== Source excerpt ==
Harmonic Wave Equation Calculator
Enter the amplitude, wavelength, frequency, phase angle, position, and time to solve the harmonic wave equation y(x, t) = A sin(kx - wt + phi). The calculator returns instantaneous displacement along with derived wave properties: wave speed, angular frequency, wavenumber, and period. A live waveform chart shows the full displacement profile across one wavelength at the chosen time.
Formula
Worked example
A = 2 m, lambda = 4 m, f = 2 Hz, phi = 0 deg, x = 1 m, t = 0.5 s. k = 2*pi/4 = 1.5708 rad/m. omega = 2*pi*2 = 12.566 rad/s. v = 2*4 = 8 m/s. T = 0.5 s. Phase = 1.5708*1 - 12.566*0.5 + 0 = 1.5708 - 6.2832 = -4.7124 rad. y = 2 * sin(-4.7124) = 2 * 1.0 = 2.0 m (at the positive crest).
What is the harmonic wave equation?
A harmonic (sinusoidal) wave is the simplest oscillating disturbance that propagates through a medium at constant speed without changing shape. It describes everything from sound in air and ripples on water to electromagnetic radiation and seismic S-waves. The equation y(x, t) = A sin(kx - omega*t + phi) gives the displacement of any point in the medium at any position x and any instant t. The minus sign in front of omega*t means the pattern moves in the positive x direction; replacing it with a plus sign gives a wave moving in the negative direction. Every real wave, however complex, can be decomposed into a sum of such harmonics by Fourier analysis, which makes this single equation the foundation of all of wave physics.
How to use this calculator
Set the amplitude A (the peak displacement from rest), the wavelength lambda (the spatial repeat distance), and the frequency f (cycles per second). Leave the phase angle phi at zero for a standard sine wave, or enter a non-zero value to shift the wave left or right. Then set the position x and the time t where you want to evaluate the displacement. All six outputs update instantly: displacement, wave speed, angular frequency, wavenumber, and period. The step-by-step panel shows the full derivation with your actual numbers, and the waveform chart plots the displacement profile across two wavelengths at the chosen time so you can see where the evaluated point sits on the wave.
Wave speed, period and the dispersion relation
Wave speed v = f * lambda says that a wave moving one wavelength forward in each period covers f wavelengths per second. In a non-dispersive medium (like an ideal string or sound in a homogeneous gas at fixed temperature), v is a property of the medium and the product f * lambda is therefore fixed: increasing the frequency forces a shorter wavelength. Angular frequency omega = 2*pi*f counts the same oscillations but in radians per second instead of cycles. Wavenumber k = 2*pi/lambda does the same in space: it counts radians of phase per metre. The dispersion relation omega = v * k ties both together. Period T = 1/f is simply how many seconds one cycle takes.

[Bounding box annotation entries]
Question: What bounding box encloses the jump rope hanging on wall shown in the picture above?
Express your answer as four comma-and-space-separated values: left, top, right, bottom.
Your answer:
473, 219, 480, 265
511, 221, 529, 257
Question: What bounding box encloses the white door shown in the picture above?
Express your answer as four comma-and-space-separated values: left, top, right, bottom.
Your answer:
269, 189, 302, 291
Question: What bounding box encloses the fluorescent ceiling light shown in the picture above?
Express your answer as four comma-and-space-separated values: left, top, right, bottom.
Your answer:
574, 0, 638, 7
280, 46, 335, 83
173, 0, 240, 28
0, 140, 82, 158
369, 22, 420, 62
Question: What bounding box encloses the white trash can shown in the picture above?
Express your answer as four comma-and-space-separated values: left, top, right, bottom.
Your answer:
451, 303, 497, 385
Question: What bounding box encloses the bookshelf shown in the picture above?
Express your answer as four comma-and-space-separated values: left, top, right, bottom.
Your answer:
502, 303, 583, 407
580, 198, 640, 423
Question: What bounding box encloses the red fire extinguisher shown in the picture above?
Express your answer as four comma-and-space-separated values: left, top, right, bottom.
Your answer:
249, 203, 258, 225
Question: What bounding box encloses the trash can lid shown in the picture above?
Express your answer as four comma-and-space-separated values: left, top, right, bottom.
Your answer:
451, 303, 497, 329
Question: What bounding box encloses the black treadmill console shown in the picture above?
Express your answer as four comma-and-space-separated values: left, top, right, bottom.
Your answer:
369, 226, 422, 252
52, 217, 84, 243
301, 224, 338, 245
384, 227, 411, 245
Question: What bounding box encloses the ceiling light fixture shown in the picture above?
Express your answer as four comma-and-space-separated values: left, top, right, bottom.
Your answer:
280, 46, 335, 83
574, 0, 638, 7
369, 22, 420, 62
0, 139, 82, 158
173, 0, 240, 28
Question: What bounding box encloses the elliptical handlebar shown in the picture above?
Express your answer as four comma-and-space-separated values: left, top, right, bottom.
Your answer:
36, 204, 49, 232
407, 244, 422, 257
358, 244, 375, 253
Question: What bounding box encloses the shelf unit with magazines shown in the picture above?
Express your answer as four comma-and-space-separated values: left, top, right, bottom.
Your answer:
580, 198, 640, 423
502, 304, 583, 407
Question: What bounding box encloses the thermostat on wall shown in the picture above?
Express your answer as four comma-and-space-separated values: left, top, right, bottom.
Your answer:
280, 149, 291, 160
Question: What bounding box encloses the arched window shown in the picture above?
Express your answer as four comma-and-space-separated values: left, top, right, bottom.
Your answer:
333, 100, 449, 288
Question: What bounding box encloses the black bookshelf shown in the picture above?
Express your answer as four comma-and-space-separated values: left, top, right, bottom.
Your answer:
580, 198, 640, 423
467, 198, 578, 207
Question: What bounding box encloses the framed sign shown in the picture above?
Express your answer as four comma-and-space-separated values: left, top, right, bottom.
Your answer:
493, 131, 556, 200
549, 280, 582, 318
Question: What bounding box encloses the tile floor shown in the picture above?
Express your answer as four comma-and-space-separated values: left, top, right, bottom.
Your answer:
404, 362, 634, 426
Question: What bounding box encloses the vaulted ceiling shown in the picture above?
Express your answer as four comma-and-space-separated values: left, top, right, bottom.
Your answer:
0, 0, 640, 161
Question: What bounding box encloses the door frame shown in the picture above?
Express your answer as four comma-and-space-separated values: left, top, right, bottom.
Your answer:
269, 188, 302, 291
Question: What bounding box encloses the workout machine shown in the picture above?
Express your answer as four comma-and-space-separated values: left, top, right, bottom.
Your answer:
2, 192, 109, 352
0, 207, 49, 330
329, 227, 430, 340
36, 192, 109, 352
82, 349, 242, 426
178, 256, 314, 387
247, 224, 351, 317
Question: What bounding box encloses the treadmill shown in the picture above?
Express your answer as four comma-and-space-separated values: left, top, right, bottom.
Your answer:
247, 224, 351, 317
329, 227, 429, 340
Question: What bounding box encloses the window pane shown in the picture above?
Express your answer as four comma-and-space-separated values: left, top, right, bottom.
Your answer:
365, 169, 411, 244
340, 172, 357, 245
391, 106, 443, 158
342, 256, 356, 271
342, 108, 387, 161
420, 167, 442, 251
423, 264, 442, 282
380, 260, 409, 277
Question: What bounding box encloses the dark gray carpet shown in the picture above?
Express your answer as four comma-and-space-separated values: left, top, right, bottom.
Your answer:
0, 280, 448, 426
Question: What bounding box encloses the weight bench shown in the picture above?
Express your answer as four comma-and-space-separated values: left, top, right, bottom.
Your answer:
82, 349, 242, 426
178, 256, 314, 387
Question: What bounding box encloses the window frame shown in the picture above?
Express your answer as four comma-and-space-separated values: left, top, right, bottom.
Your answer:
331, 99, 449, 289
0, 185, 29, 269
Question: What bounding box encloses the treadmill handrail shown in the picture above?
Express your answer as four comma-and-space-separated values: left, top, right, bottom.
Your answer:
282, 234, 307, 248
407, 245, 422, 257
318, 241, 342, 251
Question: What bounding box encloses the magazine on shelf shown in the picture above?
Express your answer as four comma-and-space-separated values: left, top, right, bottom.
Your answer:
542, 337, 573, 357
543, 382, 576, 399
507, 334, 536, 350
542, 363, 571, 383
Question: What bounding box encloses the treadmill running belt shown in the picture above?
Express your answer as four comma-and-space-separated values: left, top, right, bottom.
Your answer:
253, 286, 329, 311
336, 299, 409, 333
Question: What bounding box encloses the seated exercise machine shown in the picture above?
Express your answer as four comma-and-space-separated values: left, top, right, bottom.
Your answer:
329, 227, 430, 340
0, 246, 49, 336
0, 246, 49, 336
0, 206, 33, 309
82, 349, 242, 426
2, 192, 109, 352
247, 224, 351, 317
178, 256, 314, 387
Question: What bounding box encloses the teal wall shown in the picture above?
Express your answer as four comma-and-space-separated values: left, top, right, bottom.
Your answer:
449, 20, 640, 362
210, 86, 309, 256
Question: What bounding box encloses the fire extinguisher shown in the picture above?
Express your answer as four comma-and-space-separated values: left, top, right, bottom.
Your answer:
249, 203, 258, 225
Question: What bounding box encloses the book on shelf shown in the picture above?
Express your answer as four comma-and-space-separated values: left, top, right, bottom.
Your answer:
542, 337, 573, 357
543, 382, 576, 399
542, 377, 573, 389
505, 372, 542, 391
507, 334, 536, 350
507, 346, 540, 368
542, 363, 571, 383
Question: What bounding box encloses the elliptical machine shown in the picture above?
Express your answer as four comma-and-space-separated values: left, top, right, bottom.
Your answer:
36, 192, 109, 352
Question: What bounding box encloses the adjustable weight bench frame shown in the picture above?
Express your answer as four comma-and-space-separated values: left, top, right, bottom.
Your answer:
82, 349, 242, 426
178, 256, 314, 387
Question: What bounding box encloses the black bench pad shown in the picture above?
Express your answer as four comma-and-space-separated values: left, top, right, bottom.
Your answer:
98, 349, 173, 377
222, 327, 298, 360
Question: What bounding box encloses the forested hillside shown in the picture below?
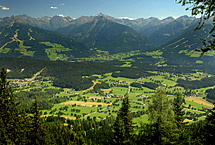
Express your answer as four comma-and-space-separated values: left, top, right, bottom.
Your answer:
57, 16, 152, 54
0, 18, 92, 60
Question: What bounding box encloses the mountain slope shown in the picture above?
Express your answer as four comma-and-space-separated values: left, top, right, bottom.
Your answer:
148, 16, 198, 45
57, 16, 151, 53
17, 15, 73, 30
0, 18, 92, 60
160, 24, 215, 65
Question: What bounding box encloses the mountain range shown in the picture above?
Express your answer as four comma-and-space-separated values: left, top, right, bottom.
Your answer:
0, 14, 213, 64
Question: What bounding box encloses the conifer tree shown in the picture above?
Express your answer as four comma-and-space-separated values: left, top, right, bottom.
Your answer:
30, 98, 48, 145
203, 103, 215, 144
148, 89, 176, 144
0, 68, 27, 144
173, 93, 185, 129
114, 94, 134, 145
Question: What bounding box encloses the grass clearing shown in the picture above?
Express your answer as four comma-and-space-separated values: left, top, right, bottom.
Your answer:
60, 101, 111, 106
185, 97, 213, 107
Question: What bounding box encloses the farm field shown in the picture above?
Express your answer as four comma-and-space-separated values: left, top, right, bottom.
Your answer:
11, 69, 213, 125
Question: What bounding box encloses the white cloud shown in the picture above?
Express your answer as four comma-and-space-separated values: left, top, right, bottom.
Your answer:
119, 17, 136, 20
50, 7, 58, 10
1, 7, 10, 11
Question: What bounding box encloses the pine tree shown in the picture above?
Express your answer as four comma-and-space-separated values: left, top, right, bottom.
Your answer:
114, 94, 134, 145
148, 89, 176, 144
203, 103, 215, 144
30, 98, 48, 145
173, 93, 185, 129
0, 68, 27, 144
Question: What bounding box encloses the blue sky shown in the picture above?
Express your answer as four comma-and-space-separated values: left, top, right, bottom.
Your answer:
0, 0, 190, 18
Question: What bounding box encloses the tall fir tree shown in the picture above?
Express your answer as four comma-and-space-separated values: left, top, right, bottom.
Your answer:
0, 68, 28, 144
148, 88, 177, 144
173, 93, 185, 129
113, 94, 134, 145
30, 98, 48, 145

== Exercise instructions ==
• a. Please list every kind of wave or disturbance that the harmonic wave calculator page says the harmonic wave equation describes.
• b. Continue the harmonic wave calculator page from the end of its last paragraph.

== Answers to the tasks ==
• a.
- Sound in air
- Ripples on water
- Electromagnetic radiation
- Seismic S-waves

• b.
Phase, phase velocity and real-world applications
The phase argument kx - omega*t + phi tells you exactly where in the cycle any point (x, t) falls. A phase of pi/2 means a crest, pi means a downward zero crossing, 3*pi/2 means a trough, and 2*pi (or 0) means an upward zero crossing. The initial phase phi shifts the whole snapshot in space: phi = pi/2 produces a cosine wave. Phase velocity is the speed at which a surface of constant phase (a crest or trough) moves: v_phase = omega/k = v. Harmonic wave calculations appear in acoustics (speaker design, room acoustics), optics (thin-film interference, diffraction gratings), seismology (earthquake wave analysis), telecommunications (carrier signal design), ultrasound imaging, and quantum mechanics (the de Broglie wave).
Harmonic wave equation - parameters and formulas
| Parameter | Symbol | Formula | SI unit |
|---|---|---|---|
| Displacement | y(x, t) | A sin(kx - omega*t + phi) | m |
| Amplitude | A | (maximum displacement) | m |
| Wavenumber | k | 2*pi / lambda | rad/m |
| Angular frequency | omega | 2*pi * f | rad/s |
| Wave speed | v | f * lambda = omega / k | m/s |
| Period | T | 1 / f | s |
| Wavelength | lambda | v / f = 2*pi / k | m |
| Frequency | f | 1 / T | Hz |
| Phase angle | phi | (initial offset) | rad or deg |
All six wave parameters and how they relate to each other.
Frequently asked questions
What does the phase angle phi do?
The phase angle phi shifts the entire wave pattern left or right along the x axis at the moment t = 0. With phi = 0 the equation is a sine: y starts at zero and rises. With phi = 90 degrees (pi/2 radians) it becomes a cosine: y starts at its maximum. Negative phi shifts the pattern to the right, positive phi to the left. In practice phi depends on your choice of origin: you can always define x = 0 to coincide with a zero crossing and set phi = 0, so it is a matter of convention rather than physics.
Why is the sign in kx - omega*t negative?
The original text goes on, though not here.